↓
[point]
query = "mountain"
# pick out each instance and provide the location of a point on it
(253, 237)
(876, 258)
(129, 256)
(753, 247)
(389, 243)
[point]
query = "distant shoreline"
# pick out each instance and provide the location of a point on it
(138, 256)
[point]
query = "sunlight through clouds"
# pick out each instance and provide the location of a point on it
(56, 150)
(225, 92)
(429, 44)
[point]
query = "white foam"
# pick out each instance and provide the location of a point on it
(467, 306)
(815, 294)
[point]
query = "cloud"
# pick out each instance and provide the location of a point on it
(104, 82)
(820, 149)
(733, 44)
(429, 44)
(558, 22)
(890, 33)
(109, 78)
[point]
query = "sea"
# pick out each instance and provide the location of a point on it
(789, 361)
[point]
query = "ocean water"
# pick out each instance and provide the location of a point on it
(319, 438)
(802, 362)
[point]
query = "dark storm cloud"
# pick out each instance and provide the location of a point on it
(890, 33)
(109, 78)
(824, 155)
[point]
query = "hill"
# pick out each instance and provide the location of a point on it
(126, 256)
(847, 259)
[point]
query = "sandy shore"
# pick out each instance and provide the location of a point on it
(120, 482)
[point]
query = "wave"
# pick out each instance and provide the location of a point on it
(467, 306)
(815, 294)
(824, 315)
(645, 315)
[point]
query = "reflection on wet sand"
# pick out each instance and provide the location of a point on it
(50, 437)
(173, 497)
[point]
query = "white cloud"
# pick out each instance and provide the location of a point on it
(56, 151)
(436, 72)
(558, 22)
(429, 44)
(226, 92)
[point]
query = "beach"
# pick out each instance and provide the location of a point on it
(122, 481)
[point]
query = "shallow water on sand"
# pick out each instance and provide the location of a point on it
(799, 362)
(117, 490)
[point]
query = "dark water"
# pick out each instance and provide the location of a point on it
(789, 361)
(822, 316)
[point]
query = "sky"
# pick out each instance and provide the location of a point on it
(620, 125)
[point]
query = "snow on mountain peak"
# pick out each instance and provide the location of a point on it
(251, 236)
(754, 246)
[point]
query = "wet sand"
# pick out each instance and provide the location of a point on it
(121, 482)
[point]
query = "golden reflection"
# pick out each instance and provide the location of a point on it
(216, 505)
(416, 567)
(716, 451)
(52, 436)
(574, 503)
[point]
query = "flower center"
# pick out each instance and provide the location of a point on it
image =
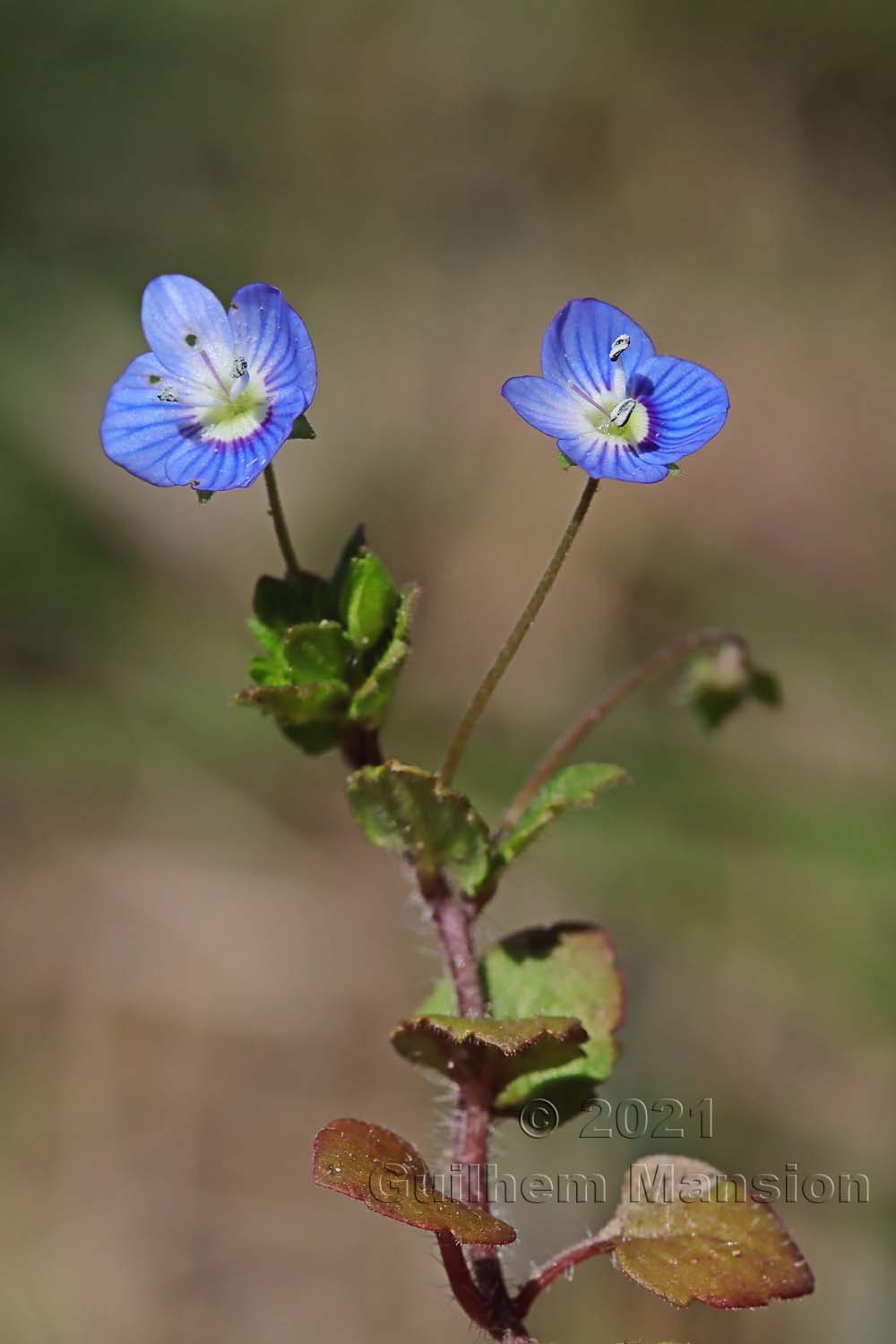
(238, 413)
(616, 417)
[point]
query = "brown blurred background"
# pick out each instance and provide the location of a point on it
(201, 959)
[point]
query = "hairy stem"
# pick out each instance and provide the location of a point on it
(452, 918)
(562, 1263)
(661, 661)
(506, 653)
(276, 510)
(465, 1290)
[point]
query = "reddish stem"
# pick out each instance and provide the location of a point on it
(465, 1290)
(452, 918)
(653, 667)
(563, 1262)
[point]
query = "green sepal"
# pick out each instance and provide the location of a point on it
(719, 683)
(317, 652)
(322, 702)
(406, 809)
(284, 602)
(301, 427)
(564, 970)
(357, 542)
(367, 601)
(314, 738)
(487, 1053)
(573, 787)
(373, 698)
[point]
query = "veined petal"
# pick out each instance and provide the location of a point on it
(576, 346)
(685, 402)
(148, 417)
(210, 460)
(613, 460)
(554, 410)
(274, 341)
(187, 330)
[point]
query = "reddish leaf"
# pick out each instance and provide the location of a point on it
(373, 1164)
(688, 1233)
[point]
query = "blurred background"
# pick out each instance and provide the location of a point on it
(201, 960)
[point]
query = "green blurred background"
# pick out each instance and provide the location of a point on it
(201, 961)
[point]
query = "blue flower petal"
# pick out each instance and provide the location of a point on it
(187, 330)
(274, 341)
(686, 405)
(142, 425)
(578, 341)
(214, 464)
(554, 410)
(608, 460)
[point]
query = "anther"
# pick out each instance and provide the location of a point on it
(619, 347)
(621, 414)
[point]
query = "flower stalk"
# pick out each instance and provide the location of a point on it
(506, 653)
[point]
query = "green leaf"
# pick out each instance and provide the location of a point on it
(368, 599)
(564, 970)
(298, 704)
(406, 809)
(373, 698)
(387, 1175)
(301, 429)
(573, 787)
(317, 652)
(691, 1234)
(489, 1053)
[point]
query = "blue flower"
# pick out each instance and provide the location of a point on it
(220, 392)
(614, 406)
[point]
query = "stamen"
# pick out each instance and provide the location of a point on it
(621, 414)
(583, 395)
(619, 347)
(214, 373)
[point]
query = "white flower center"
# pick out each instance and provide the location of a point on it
(239, 406)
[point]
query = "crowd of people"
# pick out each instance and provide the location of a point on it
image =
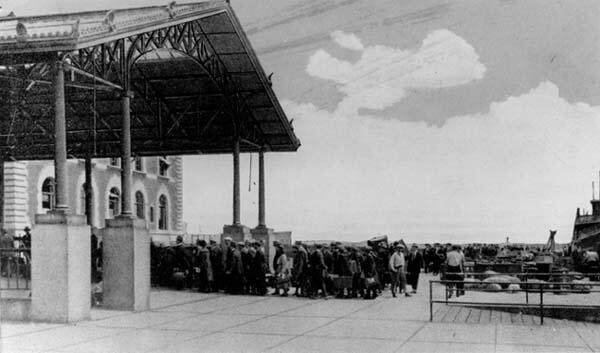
(316, 270)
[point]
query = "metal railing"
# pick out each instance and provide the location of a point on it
(526, 287)
(15, 269)
(549, 277)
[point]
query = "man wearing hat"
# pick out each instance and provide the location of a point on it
(235, 271)
(318, 271)
(413, 267)
(455, 262)
(396, 267)
(278, 252)
(300, 271)
(216, 260)
(369, 269)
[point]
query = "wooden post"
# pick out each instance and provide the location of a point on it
(261, 189)
(126, 156)
(236, 181)
(60, 138)
(89, 191)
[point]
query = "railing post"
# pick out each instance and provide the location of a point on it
(430, 301)
(446, 290)
(526, 290)
(541, 304)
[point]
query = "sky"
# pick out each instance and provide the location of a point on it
(429, 120)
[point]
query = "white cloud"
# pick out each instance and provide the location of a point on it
(347, 40)
(382, 76)
(517, 170)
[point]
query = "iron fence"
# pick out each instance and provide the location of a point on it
(15, 269)
(536, 288)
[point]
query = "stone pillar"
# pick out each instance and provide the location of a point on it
(2, 194)
(126, 252)
(60, 244)
(60, 270)
(236, 182)
(60, 139)
(236, 231)
(126, 156)
(261, 189)
(89, 191)
(126, 242)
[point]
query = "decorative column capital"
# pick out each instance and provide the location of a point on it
(127, 94)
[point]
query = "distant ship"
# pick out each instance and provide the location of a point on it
(586, 231)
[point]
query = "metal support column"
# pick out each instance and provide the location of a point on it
(126, 156)
(261, 189)
(60, 138)
(89, 191)
(236, 181)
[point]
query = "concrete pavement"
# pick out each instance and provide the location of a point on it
(194, 322)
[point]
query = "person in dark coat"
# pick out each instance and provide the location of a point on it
(235, 271)
(278, 252)
(205, 276)
(259, 269)
(369, 269)
(356, 263)
(414, 262)
(246, 261)
(216, 257)
(317, 272)
(300, 270)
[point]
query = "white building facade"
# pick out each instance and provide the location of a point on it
(157, 195)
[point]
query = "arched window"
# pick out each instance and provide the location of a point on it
(139, 164)
(114, 202)
(139, 205)
(162, 212)
(48, 194)
(82, 199)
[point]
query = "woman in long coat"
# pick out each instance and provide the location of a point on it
(414, 263)
(205, 277)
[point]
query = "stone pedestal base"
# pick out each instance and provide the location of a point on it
(268, 236)
(236, 232)
(126, 264)
(60, 268)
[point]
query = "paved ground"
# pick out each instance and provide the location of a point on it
(193, 322)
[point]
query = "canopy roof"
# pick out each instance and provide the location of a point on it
(195, 79)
↑
Each line of the records that contains the string "center" must be copied.

Reply to the task |
query = "flower center"
query = "white flower center"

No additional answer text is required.